▶ _PROMPT_: Rewrite the court opinion from "This suit was" through "the appellee’s costs.", swapping "overruled" for "denied".

▶ _GIVEN TEXT_:
## BEGIN
78 Ind. 507 | Ind. | 1881

Howk, J.

This suit was commenced by the appellants, as plaintiffs, against the appellee, as defendant, before a justice of the peace of Wayne county. The trial of the cause before the justice resulted in a judgment for the appellants, from which judgment the defendant below appealed to the circuit court. There the cause was tried by the court and a finding was made for the appellee; and the appellants’ motion for a new trial having been overruled, and their exception saved to this ruling, the court rendered judgment against them, on its finding, for the appellee’s costs.

The following decisions of the circuit court have been assigned by the appellants as errors in this court:

1. In sustaining the appellee’s motion to suppress the first deposition of William J. Fell, taken May 20th, 1874;

2. In sustaining appellee’s motion to suppress the second deposition of William J. Fell, taken August 12th, 1874;

3. In suppressing the deposition of Thomas E. Taylor;

4. In suppressing questions 5, 6 and 7, and the several answers thereto, in the deposition of William J. Fell, taken August 12th, 1874, and questions 5, 6 and 7, and the answers thereto, in the deposition of Thomas E. Taylor, taken on the same day; and,

5. In overruling their motion for a new trial.
## END
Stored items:
## BEGIN
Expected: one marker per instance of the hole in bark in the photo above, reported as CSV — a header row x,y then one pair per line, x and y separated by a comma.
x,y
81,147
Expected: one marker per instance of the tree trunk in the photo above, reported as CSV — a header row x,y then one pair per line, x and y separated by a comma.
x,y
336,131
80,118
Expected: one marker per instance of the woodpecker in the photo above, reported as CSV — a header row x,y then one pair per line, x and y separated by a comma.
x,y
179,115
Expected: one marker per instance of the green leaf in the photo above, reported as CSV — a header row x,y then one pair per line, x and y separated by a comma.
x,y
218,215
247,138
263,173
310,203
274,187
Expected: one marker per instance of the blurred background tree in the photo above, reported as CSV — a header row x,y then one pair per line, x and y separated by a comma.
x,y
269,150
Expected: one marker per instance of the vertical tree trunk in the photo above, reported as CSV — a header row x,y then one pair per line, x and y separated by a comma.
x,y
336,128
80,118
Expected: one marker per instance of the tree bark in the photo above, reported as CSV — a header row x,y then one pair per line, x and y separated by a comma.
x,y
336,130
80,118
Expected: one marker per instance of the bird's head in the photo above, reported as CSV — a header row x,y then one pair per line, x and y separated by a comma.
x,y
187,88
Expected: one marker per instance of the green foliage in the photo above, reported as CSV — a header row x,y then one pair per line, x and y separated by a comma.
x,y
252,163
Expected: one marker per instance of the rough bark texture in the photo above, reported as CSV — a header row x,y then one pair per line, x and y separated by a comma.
## END
▶ _RESPONSE TO THIS EXERCISE_:
This suit was commenced by the appellants, as plaintiffs, against the appellee, as defendant, before a justice of the peace of Wayne county. The trial of the cause before the justice resulted in a judgment for the appellants, from which judgment the defendant below appealed to the circuit court. There the cause was tried by the court and a finding was made for the appellee; and the appellants’ motion for a new trial having been denied, and their exception saved to this ruling, the court rendered judgment against them, on its finding, for the appellee’s costs.